◆ Task requirements
Convert the material, from its first line up to and including the line that contains "[0,75,239,257]", into a JSON list of strings with one string per line, leaving out any blank lines.

— Start Dataset excerpts —

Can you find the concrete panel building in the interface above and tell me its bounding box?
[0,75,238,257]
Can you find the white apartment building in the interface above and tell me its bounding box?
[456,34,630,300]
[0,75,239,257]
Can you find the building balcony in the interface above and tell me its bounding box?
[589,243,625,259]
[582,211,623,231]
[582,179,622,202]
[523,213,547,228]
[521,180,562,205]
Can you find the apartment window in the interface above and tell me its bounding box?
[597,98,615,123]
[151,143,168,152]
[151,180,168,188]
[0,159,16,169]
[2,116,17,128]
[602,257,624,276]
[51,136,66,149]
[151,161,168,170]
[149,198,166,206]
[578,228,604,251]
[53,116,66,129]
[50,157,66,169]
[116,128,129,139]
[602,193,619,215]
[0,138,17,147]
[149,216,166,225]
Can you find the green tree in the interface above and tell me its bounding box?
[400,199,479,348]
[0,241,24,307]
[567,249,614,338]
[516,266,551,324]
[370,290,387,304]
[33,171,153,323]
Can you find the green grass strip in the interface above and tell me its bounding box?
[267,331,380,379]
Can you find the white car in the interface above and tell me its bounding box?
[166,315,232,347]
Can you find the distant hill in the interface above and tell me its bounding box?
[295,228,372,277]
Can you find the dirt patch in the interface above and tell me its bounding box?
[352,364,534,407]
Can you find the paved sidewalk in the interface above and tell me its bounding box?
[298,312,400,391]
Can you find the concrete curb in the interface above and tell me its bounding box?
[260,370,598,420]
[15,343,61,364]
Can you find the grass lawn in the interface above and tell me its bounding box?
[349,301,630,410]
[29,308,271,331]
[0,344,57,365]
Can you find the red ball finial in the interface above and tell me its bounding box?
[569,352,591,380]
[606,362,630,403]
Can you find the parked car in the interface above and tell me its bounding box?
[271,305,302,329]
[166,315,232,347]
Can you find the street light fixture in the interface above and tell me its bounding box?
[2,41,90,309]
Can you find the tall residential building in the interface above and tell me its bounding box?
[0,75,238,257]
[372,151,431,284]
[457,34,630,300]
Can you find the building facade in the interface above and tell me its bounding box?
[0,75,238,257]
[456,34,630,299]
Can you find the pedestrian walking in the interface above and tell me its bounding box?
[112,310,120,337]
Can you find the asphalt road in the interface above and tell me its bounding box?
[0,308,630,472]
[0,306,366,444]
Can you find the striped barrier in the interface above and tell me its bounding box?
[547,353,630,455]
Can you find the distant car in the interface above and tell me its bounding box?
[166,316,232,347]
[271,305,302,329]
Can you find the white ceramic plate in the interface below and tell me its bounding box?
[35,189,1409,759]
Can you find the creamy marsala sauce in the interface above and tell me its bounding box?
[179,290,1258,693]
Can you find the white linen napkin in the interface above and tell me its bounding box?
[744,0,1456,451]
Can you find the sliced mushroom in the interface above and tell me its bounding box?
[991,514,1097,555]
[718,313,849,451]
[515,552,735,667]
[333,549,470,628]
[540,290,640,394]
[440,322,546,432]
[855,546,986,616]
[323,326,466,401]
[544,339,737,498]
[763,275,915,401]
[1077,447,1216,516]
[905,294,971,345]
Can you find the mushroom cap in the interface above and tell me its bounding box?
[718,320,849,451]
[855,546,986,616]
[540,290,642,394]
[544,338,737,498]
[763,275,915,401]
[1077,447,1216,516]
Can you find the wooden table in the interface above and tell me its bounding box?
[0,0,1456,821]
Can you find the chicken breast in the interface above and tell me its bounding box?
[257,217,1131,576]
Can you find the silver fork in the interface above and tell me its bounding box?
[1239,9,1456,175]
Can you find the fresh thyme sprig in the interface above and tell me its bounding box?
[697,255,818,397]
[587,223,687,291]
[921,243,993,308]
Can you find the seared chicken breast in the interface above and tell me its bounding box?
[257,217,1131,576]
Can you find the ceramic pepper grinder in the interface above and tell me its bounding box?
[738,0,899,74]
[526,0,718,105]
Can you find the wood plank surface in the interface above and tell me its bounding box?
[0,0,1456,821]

— End Dataset excerpts —

◆ Written response
[
  "Can you find the concrete panel building in the interface above and tell me its bounding box?",
  "[0,75,238,257]",
  "Can you find the white apartment building in the interface above and tell me its bounding box?",
  "[456,34,630,300]",
  "[0,75,239,257]"
]